>> begin MATERIAL SHOWN

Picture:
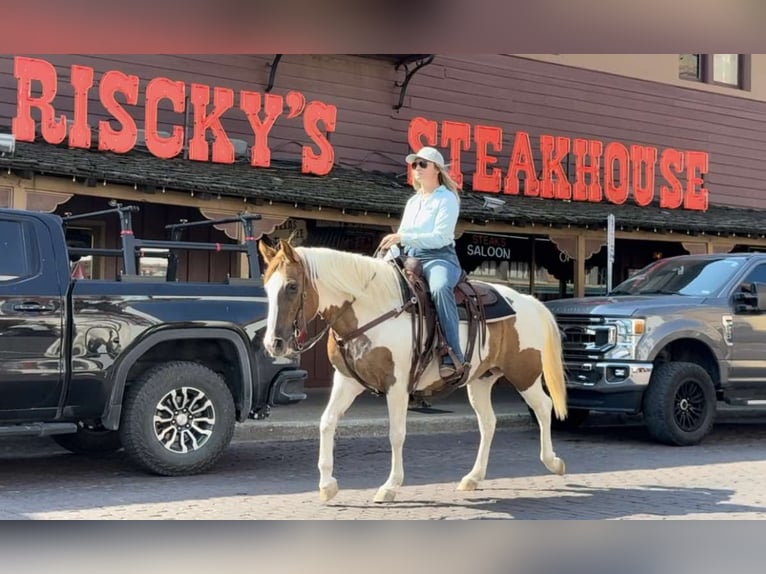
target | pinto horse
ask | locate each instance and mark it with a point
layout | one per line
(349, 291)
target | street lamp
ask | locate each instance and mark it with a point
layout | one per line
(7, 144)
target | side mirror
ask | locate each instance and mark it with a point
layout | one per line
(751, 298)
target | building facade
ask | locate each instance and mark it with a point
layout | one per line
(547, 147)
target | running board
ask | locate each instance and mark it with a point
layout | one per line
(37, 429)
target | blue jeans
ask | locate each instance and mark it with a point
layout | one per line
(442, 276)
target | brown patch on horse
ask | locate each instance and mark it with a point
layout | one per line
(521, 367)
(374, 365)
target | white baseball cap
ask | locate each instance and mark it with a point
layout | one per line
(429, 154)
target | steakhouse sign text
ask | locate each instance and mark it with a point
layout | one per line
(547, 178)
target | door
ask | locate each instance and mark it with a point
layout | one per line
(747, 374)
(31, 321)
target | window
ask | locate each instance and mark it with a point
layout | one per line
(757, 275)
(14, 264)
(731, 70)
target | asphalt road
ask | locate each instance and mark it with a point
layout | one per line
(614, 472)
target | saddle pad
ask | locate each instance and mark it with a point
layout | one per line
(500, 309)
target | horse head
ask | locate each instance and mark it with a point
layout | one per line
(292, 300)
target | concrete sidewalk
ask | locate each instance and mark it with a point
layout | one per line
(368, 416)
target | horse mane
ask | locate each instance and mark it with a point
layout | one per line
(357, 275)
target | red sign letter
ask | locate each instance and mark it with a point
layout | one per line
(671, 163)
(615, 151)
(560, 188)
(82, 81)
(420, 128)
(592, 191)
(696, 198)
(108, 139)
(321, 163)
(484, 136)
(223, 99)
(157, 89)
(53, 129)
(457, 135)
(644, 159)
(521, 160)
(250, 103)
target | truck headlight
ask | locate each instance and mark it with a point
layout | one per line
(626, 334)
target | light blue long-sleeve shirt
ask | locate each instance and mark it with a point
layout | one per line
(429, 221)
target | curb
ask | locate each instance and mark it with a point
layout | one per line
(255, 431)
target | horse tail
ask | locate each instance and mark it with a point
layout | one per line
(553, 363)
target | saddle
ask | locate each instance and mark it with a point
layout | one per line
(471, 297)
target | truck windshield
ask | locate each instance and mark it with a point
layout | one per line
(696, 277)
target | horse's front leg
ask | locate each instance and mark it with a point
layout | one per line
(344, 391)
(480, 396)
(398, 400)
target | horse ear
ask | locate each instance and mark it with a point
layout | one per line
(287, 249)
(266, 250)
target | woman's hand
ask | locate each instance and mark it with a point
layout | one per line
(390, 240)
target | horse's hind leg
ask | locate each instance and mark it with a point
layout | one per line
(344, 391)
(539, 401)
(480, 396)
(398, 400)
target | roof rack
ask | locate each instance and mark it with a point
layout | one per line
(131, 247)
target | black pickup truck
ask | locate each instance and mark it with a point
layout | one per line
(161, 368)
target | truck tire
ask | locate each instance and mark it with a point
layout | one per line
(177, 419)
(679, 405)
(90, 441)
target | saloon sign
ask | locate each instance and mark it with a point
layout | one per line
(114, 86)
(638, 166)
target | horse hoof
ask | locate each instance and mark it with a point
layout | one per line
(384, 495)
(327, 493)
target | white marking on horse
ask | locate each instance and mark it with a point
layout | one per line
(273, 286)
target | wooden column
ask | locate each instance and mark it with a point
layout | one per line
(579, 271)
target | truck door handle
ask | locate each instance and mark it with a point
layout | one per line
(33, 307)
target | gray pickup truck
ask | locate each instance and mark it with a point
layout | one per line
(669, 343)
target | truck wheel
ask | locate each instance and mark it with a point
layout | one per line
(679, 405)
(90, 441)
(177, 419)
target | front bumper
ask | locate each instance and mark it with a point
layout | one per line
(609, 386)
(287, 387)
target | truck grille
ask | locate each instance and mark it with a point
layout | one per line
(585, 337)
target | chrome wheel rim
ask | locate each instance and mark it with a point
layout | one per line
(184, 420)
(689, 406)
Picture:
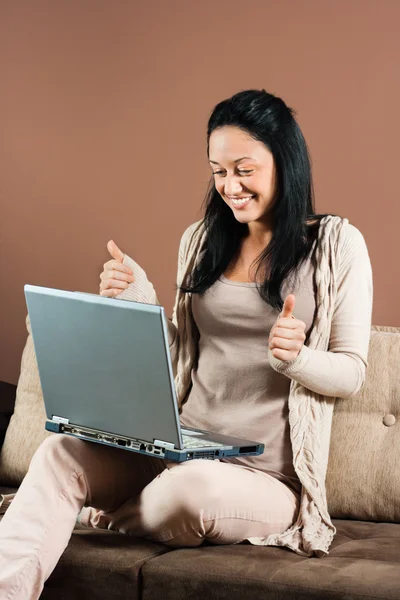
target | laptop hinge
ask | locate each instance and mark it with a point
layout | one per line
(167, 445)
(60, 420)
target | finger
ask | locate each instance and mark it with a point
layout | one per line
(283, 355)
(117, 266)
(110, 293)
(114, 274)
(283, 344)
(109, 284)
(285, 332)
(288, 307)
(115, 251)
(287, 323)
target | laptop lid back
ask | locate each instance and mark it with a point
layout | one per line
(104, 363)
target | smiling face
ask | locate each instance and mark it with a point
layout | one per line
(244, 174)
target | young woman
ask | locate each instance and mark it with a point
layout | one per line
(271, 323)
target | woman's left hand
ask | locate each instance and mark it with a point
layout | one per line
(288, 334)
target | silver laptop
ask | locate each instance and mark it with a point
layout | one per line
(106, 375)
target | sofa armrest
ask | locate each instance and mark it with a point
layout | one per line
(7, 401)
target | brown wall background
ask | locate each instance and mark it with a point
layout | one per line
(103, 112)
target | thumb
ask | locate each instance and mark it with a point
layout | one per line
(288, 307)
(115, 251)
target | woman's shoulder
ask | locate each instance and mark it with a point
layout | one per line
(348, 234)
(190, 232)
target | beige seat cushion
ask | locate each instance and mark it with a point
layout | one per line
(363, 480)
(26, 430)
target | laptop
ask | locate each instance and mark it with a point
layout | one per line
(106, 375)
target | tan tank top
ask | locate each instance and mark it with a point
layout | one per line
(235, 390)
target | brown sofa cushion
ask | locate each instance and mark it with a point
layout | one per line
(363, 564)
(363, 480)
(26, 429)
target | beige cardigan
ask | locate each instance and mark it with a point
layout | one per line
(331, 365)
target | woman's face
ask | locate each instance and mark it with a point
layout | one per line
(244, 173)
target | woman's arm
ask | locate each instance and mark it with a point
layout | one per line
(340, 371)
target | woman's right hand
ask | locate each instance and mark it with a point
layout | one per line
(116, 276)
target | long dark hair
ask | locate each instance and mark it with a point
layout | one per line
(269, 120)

>> end MATERIAL SHOWN
>> begin MATERIAL SHOWN

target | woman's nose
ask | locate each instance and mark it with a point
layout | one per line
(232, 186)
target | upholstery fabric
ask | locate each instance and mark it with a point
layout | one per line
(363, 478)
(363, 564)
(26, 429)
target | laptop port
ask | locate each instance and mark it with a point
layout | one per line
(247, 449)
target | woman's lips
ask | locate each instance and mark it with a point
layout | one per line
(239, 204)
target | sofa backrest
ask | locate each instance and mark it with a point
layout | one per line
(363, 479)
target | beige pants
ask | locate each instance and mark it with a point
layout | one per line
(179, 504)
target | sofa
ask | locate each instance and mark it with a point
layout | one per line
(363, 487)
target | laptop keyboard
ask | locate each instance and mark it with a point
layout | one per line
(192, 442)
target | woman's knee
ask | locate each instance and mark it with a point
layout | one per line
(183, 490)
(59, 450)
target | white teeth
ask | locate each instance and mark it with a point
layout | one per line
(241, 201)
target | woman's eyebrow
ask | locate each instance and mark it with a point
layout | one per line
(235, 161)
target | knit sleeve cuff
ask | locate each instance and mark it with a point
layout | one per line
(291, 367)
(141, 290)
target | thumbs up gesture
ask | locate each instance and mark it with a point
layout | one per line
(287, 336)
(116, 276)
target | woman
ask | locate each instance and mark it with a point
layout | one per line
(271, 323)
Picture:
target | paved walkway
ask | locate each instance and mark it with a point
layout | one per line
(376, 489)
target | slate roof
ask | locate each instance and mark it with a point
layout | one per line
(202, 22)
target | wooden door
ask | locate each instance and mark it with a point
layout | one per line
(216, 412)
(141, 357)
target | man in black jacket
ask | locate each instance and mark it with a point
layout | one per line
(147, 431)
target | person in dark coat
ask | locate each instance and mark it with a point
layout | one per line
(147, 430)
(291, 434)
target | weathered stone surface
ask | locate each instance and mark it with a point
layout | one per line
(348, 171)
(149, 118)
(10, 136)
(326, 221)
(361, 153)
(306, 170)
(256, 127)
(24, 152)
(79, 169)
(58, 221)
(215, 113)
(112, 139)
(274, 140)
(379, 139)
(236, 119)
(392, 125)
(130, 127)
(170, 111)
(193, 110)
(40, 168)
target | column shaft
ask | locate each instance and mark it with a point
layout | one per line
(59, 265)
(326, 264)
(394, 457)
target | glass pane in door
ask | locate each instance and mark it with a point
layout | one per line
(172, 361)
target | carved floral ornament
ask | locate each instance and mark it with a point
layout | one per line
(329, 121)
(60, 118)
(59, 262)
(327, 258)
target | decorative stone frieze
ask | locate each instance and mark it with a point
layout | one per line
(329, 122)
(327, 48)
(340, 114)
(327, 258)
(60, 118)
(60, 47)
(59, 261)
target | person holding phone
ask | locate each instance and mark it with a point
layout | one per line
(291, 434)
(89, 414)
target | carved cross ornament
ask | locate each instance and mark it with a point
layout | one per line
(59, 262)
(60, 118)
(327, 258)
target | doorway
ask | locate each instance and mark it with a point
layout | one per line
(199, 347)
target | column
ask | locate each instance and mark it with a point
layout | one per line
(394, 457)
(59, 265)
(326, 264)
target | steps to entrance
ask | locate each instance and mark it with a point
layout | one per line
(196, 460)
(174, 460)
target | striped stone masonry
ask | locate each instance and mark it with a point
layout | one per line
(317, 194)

>> end MATERIAL SHOWN

WHAT IS BEING ASKED.
Gather every line of the material above that contains the string "sofa", treating case as significant.

COMPLETE RESPONSE.
target | sofa armrest
target | brown sofa cushion
target | sofa backrest
target | sofa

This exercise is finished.